=== EXERCISE DESCRIPTION ===
All lines in the entries below that hold "with" make up the answer.
(DATA EXCERPTS Opens)
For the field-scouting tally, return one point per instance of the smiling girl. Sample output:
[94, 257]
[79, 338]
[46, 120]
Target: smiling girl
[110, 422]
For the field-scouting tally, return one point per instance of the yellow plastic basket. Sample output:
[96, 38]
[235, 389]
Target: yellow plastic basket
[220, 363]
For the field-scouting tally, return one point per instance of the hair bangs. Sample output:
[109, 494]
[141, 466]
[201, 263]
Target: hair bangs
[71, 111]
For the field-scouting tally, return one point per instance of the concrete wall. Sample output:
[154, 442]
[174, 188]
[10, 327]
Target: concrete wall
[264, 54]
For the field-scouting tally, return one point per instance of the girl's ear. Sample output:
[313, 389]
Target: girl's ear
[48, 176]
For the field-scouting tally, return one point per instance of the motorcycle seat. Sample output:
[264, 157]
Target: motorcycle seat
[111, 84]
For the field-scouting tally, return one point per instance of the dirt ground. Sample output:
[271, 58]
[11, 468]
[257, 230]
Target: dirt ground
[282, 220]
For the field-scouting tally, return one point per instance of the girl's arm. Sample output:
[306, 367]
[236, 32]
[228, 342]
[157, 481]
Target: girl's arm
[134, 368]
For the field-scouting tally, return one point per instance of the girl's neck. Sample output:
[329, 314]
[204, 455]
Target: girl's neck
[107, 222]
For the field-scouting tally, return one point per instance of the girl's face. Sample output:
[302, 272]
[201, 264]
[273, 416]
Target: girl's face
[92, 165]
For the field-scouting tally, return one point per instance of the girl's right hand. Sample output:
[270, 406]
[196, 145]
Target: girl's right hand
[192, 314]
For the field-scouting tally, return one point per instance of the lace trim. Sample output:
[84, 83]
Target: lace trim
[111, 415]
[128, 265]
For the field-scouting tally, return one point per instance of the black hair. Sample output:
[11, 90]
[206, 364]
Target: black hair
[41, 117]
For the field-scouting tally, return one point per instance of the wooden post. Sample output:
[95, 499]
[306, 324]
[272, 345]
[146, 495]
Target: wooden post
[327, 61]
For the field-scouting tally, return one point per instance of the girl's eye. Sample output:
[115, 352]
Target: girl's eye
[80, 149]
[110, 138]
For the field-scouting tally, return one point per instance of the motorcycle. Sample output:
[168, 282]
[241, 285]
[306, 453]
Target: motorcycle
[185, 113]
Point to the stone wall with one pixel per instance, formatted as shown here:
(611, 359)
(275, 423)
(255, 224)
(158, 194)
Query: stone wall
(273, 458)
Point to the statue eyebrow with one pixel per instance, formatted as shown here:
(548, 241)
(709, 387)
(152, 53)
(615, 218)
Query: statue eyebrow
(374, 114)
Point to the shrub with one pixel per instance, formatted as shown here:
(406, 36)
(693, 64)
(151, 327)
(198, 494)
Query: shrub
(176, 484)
(DATA EXCERPTS Closes)
=== ANSWER FOR THIS EXERCISE ===
Point to the stone wall with one pixel per instance, formatted as shown here:
Point to the statue eyebrow with one pixel per instance, formatted as shown here:
Point to the shrub with one pixel per instance, formatted as shown here:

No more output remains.